#### [Objective]
Return verbatim the part of the records that opens with the line containing "of the electrical" and closes with the final line of the records.

#### [Entries provided]
● ● ● ● ● ● ●

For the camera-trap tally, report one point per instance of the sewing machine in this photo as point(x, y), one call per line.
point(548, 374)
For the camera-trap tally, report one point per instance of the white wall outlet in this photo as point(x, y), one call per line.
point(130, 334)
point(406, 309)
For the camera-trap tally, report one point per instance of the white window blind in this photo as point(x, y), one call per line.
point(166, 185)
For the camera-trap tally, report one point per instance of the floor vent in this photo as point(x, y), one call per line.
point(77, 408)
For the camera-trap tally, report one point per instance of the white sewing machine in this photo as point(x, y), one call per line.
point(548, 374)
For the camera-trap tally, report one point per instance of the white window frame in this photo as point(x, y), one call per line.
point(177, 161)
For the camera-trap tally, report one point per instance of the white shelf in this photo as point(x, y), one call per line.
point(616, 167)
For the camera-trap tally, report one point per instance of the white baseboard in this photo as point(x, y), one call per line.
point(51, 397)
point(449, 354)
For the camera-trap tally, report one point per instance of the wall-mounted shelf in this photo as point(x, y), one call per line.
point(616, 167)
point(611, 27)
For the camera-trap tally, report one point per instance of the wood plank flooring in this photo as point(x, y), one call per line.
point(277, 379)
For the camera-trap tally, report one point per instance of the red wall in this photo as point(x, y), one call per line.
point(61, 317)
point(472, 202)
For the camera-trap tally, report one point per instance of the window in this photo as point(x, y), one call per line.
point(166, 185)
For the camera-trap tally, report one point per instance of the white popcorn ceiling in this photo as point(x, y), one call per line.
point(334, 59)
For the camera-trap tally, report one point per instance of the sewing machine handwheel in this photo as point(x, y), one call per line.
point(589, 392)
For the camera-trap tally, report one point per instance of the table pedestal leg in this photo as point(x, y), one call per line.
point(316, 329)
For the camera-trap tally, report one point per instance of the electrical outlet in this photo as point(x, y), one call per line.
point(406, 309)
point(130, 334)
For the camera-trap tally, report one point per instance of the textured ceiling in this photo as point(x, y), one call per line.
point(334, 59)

● ● ● ● ● ● ●

#### [Task solution]
For the camera-trap tally, report one point per instance of the electrical outlet in this photo as point(x, y), one call per line.
point(406, 309)
point(130, 334)
For the camera-trap tally, report one point per instance of the textured ceiling in this photo as point(x, y), one call per line.
point(334, 59)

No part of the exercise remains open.